* TEXTE EXTRAIT:
%%

« Certaines personnes ont besoin d’aide avec plus d’urgence que d’autres »
Les êtres humains peuvent partager des points communs, comme le sexe, l’âge, l’origine, l’orientation sexuelle, les capacités physiques et intellectuelles, le niveau d’études, la situation sociale ou encore les valeurs, ou au contraire se distinguer sur ces mêmes points. Dans les relations avec les personnes malades, avoir conscience de cette diversité est primordial, expliquent Paola Origlia Ikhilor (POI) et Eva Soom Ammann (ESA), qui enseignent et mènent toutes deux des recherches sur le sujet à la Haute école spécialisée bernoise (BFH).
Comment la diversité se manifeste-t-elle dans le système de santé ?
ESA : La santé nous concerne tous. Le système de santé accueille donc toutes sortes de personnes, et toutes doivent recevoir les meilleurs soins possibles. Mais ce n’est pas simple. Car certaines différences entraînent des inégalités en termes de santé et d’accès aux soins.
Pouvez-vous donner des exemples ?
POI : Ne pas maîtriser la langue représente une grande entrave : lorsqu’une personne ne comprend pas une recommandation ou une information, cela a un impact direct sur la réussite du traitement. Un grand nombre d’études sont également menées avec des sujets masculins. Les standards thérapeutiques sont donc principalement basés sur les hommes. Or les femmes réagissent souvent différemment aux médicaments et sont par conséquent pénalisées.
ESA : La situation financière influence aussi l’état de santé et l’accès aux soins. Si on n’a pas les moyens de vivre ailleurs que dans un logement insalubre à côté d’une usine d’incinération des ordures, la santé en pâtit. Et même si les soins de base sont garantis pour tous, la population défavorisée est également désavantagée pour les thérapies: elles ont moins de possibilités de s’informer sur les offres et de choisir le traitement qu’elles souhaitent.
Que faut-il pour améliorer l’égalité des chances ?
POI : Il faut davantage d’offres axées spécifiquement sur les groupes défavorisés. Pour commencer, ces derniers doivent avoir connaissance des offres et celles-ci doivent ensuite être facilement accessibles. Il est également important de proposer des informations compréhensibles et faciles à trouver ainsi que des services d’interprétation. L’intervention de pairs formés peut également aider. Ils ont des conditions de vie ou une expérience de la maladie similaires et peuvent ainsi s’adresser aux personnes d’égal à égal et partager avec elles leurs connaissances et expériences.

%%

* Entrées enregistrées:
%%

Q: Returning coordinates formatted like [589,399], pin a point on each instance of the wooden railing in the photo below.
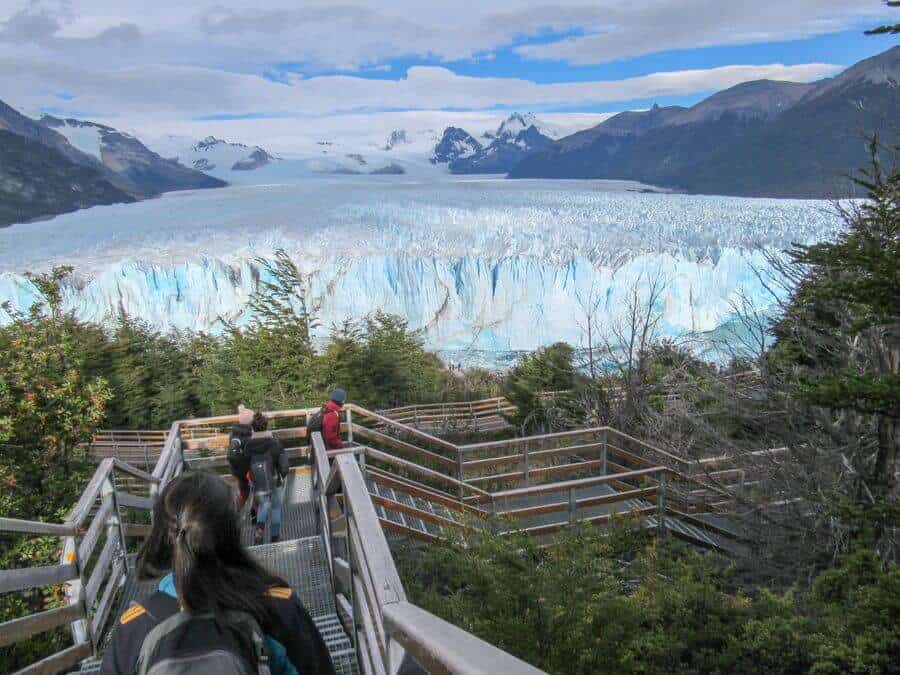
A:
[472,481]
[455,417]
[94,560]
[369,595]
[135,447]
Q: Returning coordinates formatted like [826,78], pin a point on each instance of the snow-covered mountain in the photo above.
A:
[214,155]
[397,137]
[455,144]
[515,124]
[516,136]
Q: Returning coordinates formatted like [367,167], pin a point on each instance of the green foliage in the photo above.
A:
[838,343]
[618,603]
[547,370]
[48,408]
[382,363]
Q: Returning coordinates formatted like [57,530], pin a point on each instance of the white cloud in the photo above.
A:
[167,91]
[239,35]
[660,25]
[186,60]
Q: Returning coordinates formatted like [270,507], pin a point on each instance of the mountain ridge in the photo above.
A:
[761,138]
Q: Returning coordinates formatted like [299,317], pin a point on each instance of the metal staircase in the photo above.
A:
[391,479]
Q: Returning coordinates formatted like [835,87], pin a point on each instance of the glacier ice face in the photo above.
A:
[478,264]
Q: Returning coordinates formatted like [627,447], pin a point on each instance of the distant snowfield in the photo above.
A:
[484,266]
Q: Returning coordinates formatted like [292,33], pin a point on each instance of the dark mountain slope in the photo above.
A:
[757,139]
[146,173]
[38,181]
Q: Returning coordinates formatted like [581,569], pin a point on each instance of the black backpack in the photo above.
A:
[229,643]
[238,457]
[262,472]
[316,420]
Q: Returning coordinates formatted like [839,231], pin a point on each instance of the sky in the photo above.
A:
[249,67]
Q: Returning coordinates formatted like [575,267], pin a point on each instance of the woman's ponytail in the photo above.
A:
[196,536]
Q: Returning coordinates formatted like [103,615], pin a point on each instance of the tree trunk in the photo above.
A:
[886,461]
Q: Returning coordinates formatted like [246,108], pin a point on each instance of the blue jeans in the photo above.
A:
[270,503]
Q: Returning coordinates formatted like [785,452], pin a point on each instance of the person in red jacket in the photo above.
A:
[331,421]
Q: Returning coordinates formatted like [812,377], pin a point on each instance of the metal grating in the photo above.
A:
[301,563]
[299,506]
[299,513]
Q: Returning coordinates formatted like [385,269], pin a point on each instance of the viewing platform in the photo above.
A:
[398,476]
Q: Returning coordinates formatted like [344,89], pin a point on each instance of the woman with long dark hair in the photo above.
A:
[195,552]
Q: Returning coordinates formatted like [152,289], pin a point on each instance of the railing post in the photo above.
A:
[604,439]
[525,462]
[661,504]
[109,488]
[349,425]
[74,589]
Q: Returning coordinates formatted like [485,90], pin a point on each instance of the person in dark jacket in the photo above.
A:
[331,421]
[268,470]
[195,552]
[239,459]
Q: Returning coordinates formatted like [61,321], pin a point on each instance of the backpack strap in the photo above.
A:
[256,634]
[231,617]
[155,636]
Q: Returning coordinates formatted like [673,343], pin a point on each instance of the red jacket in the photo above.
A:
[331,426]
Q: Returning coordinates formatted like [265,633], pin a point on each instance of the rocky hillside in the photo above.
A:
[146,173]
[38,181]
[57,165]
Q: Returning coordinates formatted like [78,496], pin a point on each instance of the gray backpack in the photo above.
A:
[229,643]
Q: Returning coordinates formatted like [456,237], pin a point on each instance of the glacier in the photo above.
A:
[484,267]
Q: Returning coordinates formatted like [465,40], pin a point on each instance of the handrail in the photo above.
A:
[521,440]
[448,404]
[447,445]
[454,651]
[578,483]
[91,579]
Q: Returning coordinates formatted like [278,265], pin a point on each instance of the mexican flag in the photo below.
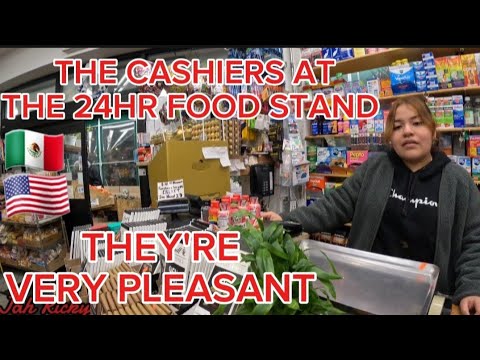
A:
[29,148]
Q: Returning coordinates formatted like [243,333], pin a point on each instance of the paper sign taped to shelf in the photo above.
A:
[237,164]
[171,190]
[217,152]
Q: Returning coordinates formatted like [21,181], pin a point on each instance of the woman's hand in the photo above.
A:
[271,216]
[470,305]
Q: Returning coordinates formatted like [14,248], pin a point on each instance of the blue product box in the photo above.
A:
[420,75]
[465,162]
[402,78]
[421,86]
[417,65]
[458,116]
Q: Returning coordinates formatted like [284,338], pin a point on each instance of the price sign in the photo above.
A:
[170,190]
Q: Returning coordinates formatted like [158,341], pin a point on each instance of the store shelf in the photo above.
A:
[316,137]
[40,223]
[37,245]
[458,129]
[103,207]
[343,176]
[466,90]
[142,164]
[72,149]
[54,265]
[386,58]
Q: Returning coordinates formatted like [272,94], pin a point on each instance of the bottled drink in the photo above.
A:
[468,112]
[476,112]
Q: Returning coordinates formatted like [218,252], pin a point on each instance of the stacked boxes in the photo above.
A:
[420,76]
[402,78]
[449,72]
[470,70]
[430,72]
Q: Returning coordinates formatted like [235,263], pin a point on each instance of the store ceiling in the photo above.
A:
[4,51]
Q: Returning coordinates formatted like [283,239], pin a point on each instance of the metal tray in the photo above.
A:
[374,283]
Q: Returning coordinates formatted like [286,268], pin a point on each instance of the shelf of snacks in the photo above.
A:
[343,176]
[29,220]
[387,57]
[35,238]
[143,163]
[465,90]
[33,242]
[458,129]
[316,137]
[33,260]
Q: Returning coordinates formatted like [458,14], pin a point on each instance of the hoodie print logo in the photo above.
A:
[416,201]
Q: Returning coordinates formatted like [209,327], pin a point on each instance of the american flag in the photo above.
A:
[27,193]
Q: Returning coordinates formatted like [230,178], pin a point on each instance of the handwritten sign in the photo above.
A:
[170,190]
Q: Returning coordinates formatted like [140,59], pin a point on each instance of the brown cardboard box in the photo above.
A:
[184,160]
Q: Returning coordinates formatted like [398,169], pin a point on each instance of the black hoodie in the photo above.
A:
[409,223]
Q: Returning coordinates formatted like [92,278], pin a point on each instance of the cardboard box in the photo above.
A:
[184,160]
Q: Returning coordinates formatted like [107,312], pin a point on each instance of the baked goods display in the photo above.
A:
[108,299]
[32,248]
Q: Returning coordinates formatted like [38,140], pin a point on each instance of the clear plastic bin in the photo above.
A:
[374,283]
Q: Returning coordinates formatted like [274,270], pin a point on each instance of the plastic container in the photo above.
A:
[468,112]
[374,283]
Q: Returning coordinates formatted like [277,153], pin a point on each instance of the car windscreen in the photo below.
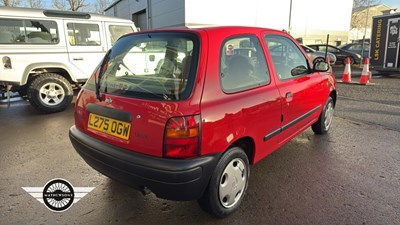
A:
[159,66]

%%

* CONSIGNE:
Recopiez à l'identique le passage du texte sur la diversité dans le système de santé, de « Comment la diversité » à « des exemples ? ». Les lignes n'ont aucun rôle ici.

* RÉPONSE ATTENDUE:
Comment la diversité se manifeste-t-elle dans le système de santé ?
ESA : La santé nous concerne tous. Le système de santé accueille donc toutes sortes de personnes, et toutes doivent recevoir les meilleurs soins possibles. Mais ce n’est pas simple. Car certaines différences entraînent des inégalités en termes de santé et d’accès aux soins.
Pouvez-vous donner des exemples ?